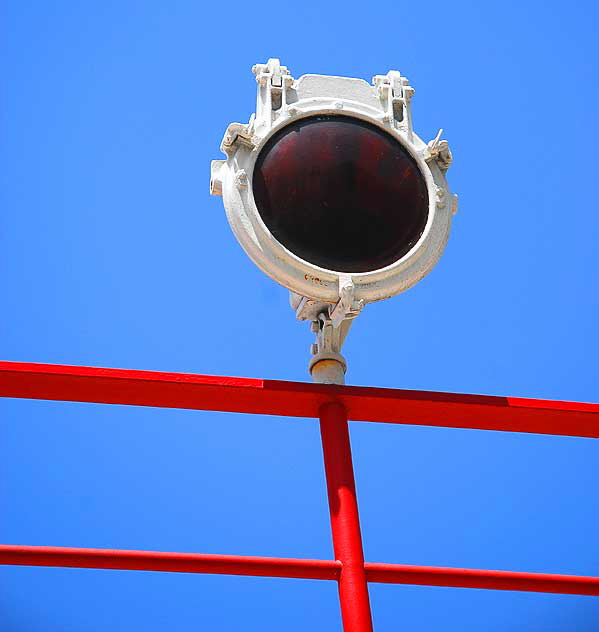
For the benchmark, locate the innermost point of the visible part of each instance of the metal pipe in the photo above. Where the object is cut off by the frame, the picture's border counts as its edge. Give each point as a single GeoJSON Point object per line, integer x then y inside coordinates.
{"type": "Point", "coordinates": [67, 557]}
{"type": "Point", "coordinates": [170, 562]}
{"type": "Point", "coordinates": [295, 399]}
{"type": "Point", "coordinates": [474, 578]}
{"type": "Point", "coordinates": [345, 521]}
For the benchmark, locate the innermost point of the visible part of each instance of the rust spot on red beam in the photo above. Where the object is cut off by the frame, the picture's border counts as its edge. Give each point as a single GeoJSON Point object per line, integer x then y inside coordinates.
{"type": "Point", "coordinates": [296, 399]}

...

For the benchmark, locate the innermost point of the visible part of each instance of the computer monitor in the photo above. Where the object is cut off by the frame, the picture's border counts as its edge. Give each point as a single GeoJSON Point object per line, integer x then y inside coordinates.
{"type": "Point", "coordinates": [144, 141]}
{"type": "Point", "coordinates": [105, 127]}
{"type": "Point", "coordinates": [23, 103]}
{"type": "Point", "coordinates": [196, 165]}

SHORT PROBLEM
Filter the listing above, keeping only the rows that contain the word "line", and copy each of those rows unchanged.

CORRECT RESULT
For the benchmark, locate the innermost point of the visible part of each instance of the metal pipe in the photo above. Where the object is cut off by the frame, the picture's border counts as its edge. Give each point as a single GeoJSON Point object per line, integer x then y inside coordinates.
For the benchmark, locate the innermost point of the visible part of each instance of the rust spot on red beam in the photo above. Where the object is cut off by the frame, the picture's border counts as its edge. Give each point as a single GeoJSON Point object per line, integer x then y inside coordinates.
For the benchmark, locate the innermost point of the visible part of each instance of the computer monitor in the photo above. Where the object is cut off by the frame, the picture's border counts as its edge. Give each point as a single GeoJSON Point object per line, integer x then y inside coordinates.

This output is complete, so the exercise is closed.